##### Fragmento proporcionado

La primera etapa de la ruta, como ya es bastante habitual, discurría entre Barcelona y Zaragoza, por la Autovía hasta Fraga y posteriormente por la nacional. Son algo menos de tres horas que pasan casi en un suspiro, entre paisajes ya conocidos pero cambiantes con los calores de la estación. Los ocres invernales pasaron hace semanas a incipientes verdes de los campos de trigo y los primeros brotes de los frutales de Lleida. Ahora, los amarillos de la colza salpicaban con fuerza diversos cultivos de formas irregulares. Estos pequeños descubrimientos desvanecen la monotonía del viaje casi semanal.

##########

• [Instrucciones de tareas]
1: Indica si cada afirmación coincide con el fragmento sobre el viaje entre Barcelona y Zaragoza: (a) la primera etapa se hizo por autovía hasta Fraga y después por la nacional; (b) el trayecto dura más de tres horas; (c) el amarillo de la colza salpicaba varios cultivos. Responde sí o no y cita literalmente las palabras del fragmento que lo deciden.
2: Retoma el fragmento sobre el viaje entre Barcelona y Zaragoza justo después de su última oración y continúalo con un párrafo más.

##### Extracto de datos

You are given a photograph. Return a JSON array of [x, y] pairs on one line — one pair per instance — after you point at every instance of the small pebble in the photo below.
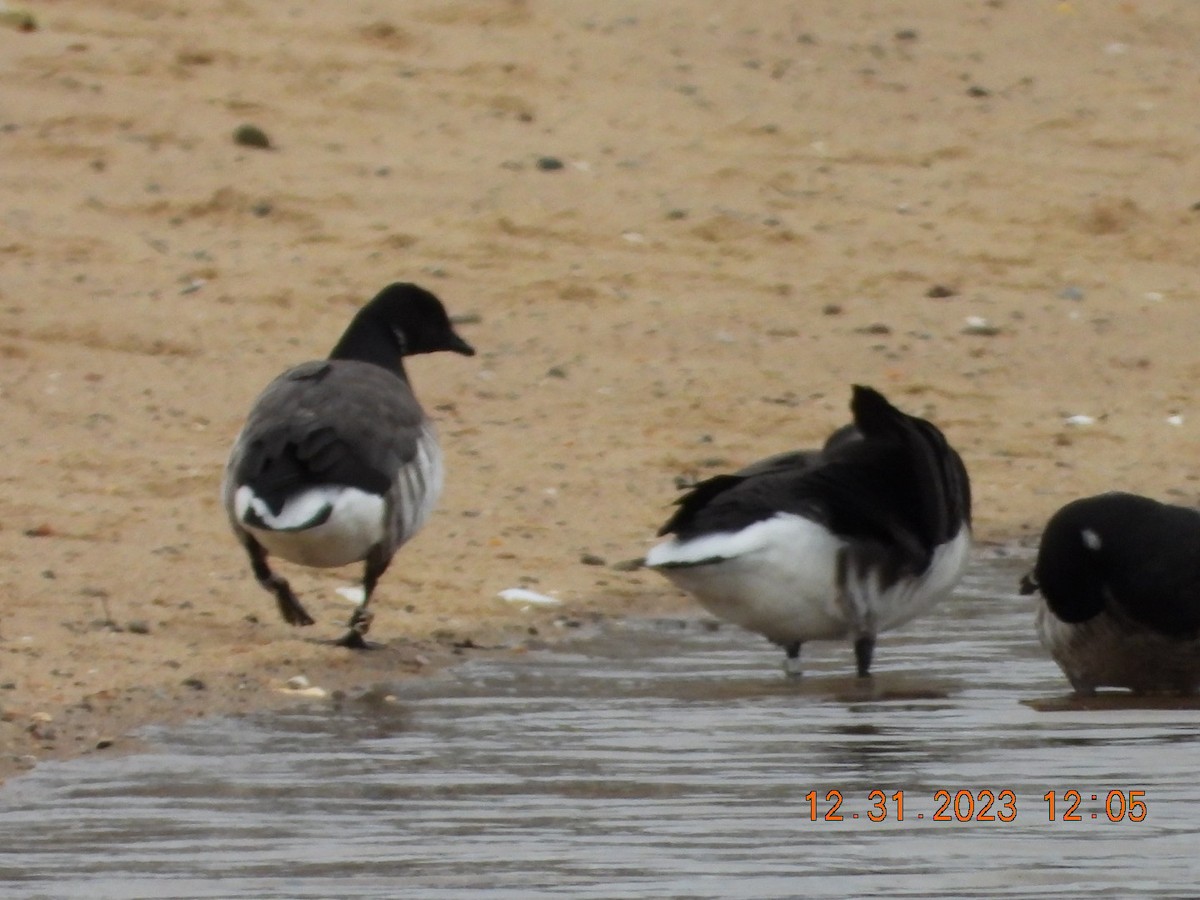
[[251, 136]]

##########

• [Respuestas escritas]
1:
(a) Sí: «por la Autovía hasta Fraga y posteriormente por la nacional».
(b) No: «Son algo menos de tres horas».
(c) Sí: «los amarillos de la colza salpicaban con fuerza diversos cultivos de formas irregulares».

2:
El sábado, y ya con Belén como pasajera, enfilamos los primeros 100 kilómetros por autopista hacia Huesca, pasando por el espectacular puerto de Monrepós, que tras un primer tramo de subida, te deja en un privilegiado balcón desde donde contemplar los Pirineos antes de comenzar la rápida bajada. El día estaba brumoso, por lo que la esperada vista desmereció bastante, pero no me importó en exceso, ya que en las próximas horas nos empaparíamos de Pirineos hasta los huesos. Sabiñánigo, Biescas y Panticosa fueron desapareciendo por los retrovisores rápidamente, y seguimos subiendo hacia la frontera francesa, en El Portalet, donde ya divisamos las primeras nieves. Las curvas entre las grandes moles nevadas, los giros entre grandes peñascos, los recodos del camino cerca de incipientes cascadas, las viradas sobre tímidas pero ya verdes praderas… Todo eso es lo que habíamos venido a buscar. Desde allí nos dirigiríamos a 6 puertos de montaña más, ya en la vertiente francesa, escenario de épicas tardes de Julio en el Tour de Francia.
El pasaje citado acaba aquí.